Credos / No. 228

Del ateísmo a la astrología


Joaquín Martínez Terrón




Hace un par de meses abrí mi perfil en Tinder. Tenía poco de haber terminado una relación larga y, aunque me había prometido no utilizar las aplicaciones de citas, terminé por sucumbir a ellas al percatarme de lo reducidas que son mis capacidades relacionales. Después de aprender las dinámicas básicas de la plataforma empecé por fin a establecer conversaciones que excedían el simple saludo.

Hubo una persona que me interesó particularmente. Se llamaba Lía. Parecíamos tener muchas cosas en común, nuestras pláticas tomaban derroteros insospechados, lo cual me entusiasmaba y, aun más importante, eso era uno de los requisitos que ella consideraba indispensables para salir con alguien.

Filas de datos =>
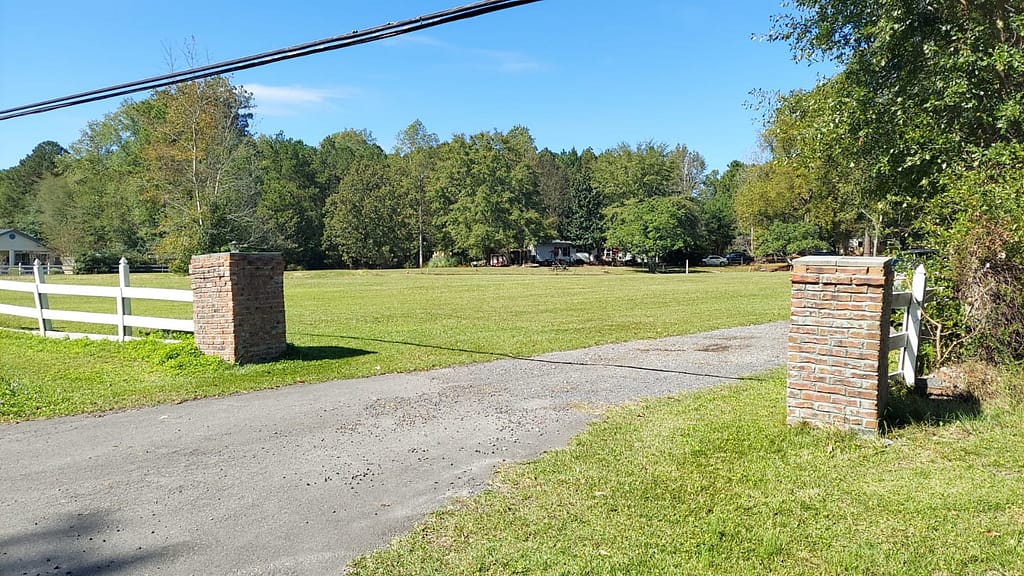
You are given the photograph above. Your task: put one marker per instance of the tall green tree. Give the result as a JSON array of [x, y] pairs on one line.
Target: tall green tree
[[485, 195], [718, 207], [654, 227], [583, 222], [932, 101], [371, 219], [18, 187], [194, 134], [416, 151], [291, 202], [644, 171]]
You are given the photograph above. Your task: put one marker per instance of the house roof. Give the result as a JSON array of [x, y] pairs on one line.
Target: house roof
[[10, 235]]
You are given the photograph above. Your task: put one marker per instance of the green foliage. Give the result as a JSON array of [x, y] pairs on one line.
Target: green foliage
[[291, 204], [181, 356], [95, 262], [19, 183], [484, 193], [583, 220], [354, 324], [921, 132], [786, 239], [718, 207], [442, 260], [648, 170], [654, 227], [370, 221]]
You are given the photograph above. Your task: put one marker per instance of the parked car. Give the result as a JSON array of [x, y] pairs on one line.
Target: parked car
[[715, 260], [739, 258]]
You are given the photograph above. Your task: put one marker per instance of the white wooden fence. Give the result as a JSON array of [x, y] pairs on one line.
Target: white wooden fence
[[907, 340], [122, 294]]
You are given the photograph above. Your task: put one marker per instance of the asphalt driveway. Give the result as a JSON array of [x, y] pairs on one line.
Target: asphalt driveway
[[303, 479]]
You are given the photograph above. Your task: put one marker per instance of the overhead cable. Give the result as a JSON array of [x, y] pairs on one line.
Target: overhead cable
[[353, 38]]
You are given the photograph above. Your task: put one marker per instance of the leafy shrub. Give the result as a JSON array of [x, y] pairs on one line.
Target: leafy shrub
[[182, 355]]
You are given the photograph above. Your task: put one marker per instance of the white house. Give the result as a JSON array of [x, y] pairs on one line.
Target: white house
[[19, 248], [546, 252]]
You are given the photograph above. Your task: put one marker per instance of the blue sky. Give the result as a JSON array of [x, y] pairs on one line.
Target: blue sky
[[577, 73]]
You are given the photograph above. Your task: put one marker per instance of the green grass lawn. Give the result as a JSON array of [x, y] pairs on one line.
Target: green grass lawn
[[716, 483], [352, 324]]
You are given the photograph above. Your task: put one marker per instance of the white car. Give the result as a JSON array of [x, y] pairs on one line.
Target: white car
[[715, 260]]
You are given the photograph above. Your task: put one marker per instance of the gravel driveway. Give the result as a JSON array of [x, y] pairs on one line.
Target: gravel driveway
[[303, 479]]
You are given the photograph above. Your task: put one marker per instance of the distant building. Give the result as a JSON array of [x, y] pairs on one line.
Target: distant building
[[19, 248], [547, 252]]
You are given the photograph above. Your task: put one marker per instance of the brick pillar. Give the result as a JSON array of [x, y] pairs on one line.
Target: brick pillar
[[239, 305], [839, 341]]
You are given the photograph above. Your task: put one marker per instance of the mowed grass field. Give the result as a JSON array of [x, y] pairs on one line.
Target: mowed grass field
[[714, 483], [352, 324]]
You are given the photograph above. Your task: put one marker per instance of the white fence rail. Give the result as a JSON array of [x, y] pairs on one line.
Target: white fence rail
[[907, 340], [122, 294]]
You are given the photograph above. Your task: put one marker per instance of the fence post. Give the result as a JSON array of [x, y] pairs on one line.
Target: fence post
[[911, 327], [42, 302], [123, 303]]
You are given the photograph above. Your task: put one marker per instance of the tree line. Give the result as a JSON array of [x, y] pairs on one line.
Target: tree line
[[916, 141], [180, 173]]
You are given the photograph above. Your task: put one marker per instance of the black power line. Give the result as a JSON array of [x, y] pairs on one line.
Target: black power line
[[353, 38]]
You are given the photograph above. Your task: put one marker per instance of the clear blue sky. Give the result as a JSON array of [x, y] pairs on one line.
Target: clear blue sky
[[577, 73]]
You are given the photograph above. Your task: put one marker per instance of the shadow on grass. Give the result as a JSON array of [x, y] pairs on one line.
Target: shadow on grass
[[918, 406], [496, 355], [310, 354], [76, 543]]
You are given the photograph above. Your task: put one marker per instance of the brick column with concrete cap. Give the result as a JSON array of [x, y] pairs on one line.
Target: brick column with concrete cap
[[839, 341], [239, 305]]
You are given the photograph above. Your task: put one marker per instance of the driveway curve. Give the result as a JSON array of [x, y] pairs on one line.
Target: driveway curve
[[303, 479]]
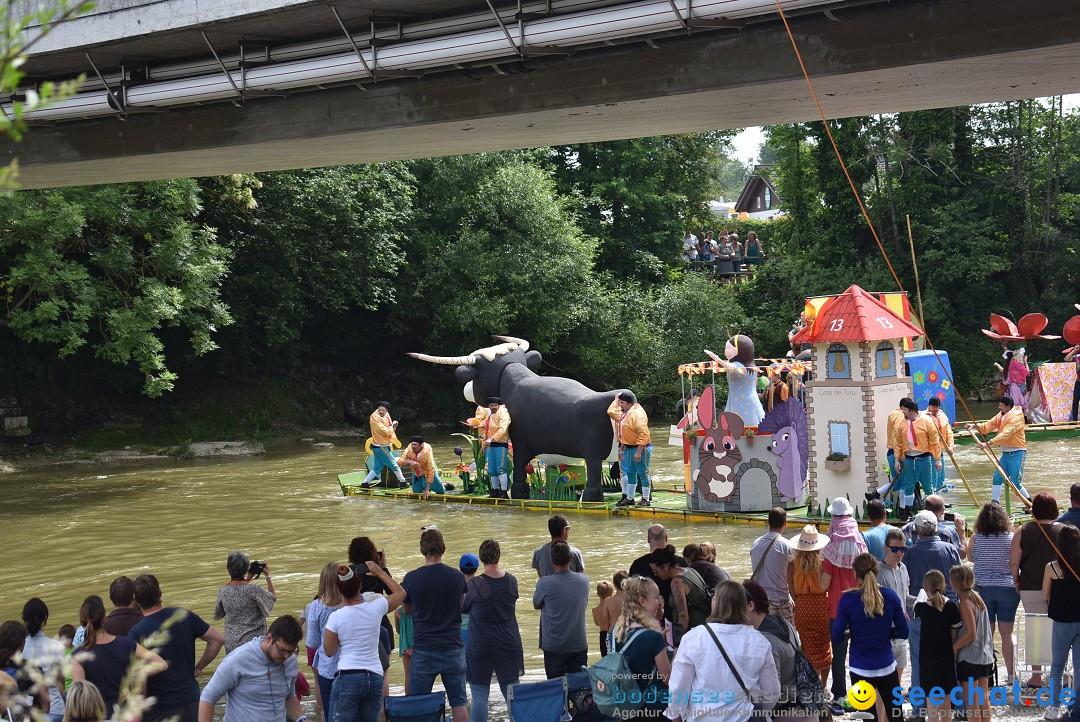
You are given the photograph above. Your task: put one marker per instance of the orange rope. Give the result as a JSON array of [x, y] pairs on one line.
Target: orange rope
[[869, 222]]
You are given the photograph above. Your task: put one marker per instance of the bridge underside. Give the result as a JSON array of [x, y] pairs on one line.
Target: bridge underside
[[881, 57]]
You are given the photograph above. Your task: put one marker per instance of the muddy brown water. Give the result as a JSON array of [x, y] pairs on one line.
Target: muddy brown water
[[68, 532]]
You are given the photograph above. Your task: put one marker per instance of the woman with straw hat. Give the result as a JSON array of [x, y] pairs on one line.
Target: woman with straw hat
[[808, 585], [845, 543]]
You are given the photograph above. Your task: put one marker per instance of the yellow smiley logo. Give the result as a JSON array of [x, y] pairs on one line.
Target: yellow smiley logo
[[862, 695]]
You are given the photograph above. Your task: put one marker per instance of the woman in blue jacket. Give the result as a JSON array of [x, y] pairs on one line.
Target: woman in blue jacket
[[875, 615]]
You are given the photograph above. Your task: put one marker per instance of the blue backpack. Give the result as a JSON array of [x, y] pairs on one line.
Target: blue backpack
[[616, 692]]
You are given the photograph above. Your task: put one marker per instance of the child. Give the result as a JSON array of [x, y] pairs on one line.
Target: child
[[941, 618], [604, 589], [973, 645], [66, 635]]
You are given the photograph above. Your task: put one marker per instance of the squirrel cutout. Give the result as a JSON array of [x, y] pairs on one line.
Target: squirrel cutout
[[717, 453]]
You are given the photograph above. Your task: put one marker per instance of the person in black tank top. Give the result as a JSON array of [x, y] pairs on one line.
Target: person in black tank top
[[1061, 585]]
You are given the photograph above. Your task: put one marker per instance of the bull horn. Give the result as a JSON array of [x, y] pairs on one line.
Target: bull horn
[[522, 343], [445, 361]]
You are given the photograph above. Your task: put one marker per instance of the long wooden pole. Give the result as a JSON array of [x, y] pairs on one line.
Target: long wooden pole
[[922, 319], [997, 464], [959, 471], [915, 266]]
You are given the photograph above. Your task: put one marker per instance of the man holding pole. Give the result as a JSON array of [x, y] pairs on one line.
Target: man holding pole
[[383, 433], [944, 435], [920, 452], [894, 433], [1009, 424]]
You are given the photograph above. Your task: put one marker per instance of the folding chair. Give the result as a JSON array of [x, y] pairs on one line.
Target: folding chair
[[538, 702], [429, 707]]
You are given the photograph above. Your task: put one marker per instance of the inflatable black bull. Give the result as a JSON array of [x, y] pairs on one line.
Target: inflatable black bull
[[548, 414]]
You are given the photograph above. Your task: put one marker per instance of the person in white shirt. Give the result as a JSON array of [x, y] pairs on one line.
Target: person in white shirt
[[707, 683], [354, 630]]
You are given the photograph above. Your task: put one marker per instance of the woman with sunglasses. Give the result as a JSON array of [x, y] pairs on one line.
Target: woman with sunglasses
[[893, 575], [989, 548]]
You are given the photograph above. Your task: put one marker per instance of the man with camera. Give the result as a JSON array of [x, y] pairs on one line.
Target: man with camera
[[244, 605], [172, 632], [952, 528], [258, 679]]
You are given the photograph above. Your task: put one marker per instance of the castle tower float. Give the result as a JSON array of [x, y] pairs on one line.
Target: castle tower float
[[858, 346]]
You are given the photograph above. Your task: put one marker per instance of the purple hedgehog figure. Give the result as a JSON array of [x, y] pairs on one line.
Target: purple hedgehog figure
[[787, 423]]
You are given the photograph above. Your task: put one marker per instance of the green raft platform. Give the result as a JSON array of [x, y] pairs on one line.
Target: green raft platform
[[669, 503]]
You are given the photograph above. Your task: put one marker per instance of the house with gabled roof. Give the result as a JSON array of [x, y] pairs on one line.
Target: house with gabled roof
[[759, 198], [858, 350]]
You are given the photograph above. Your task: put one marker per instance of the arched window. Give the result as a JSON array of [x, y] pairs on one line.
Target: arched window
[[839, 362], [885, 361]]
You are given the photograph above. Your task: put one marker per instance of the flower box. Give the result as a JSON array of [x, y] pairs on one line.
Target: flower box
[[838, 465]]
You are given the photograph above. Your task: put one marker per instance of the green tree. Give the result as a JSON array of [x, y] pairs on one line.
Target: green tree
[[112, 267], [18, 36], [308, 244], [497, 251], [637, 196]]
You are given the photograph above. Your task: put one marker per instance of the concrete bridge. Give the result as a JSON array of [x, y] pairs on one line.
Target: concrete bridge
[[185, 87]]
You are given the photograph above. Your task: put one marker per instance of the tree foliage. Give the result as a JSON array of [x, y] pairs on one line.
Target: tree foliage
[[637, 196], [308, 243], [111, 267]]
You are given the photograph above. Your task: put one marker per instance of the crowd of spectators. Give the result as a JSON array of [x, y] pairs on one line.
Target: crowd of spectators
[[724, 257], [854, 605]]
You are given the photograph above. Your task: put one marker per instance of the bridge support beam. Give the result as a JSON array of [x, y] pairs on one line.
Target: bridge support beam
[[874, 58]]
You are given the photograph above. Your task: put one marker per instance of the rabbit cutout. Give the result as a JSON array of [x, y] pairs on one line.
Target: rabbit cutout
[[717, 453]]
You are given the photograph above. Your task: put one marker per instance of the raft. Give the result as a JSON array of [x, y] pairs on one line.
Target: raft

Tareas y ejercicios =>
a) Cuenta cuántas líneas del listado contienen la palabra "black", teniendo en cuenta mayúsculas y minúsculas. Responde solo con el número.
b) Prolonga el texto sobre las citas en Tinder a partir de su última oración.

Respuestas escritas =>
a) 6

b)
El inconveniente, porque siempre lo hay, es que Lía vivía en Tuxtla Gutiérrez y yo en la CDMX. Después de un mes de hablar diario decidí, en un arrebato de romanticismo idiota, ir a Tuxtla a pasar dos semanas en su casa. La historia termina como todas. Mal.

El principio del fin fue cuando ella me preguntó por mi día, hora y lugar de nacimiento. Y yo, que navego en Twitter y TikTok, sabía perfectamente que la pregunta tenía el objetivo de conocer signo, ascendente, luna y las distintas posiciones en mi carta astral. Mi negativa inicial derivó en una discusión larguísima donde terminé cediendo para enterarme de que en mi carta natal la Luna y Mercurio se encuentran en el signo de Tauro, lo cual se corresponde perfectamente con mi inflexibilidad y resistencia al cambio.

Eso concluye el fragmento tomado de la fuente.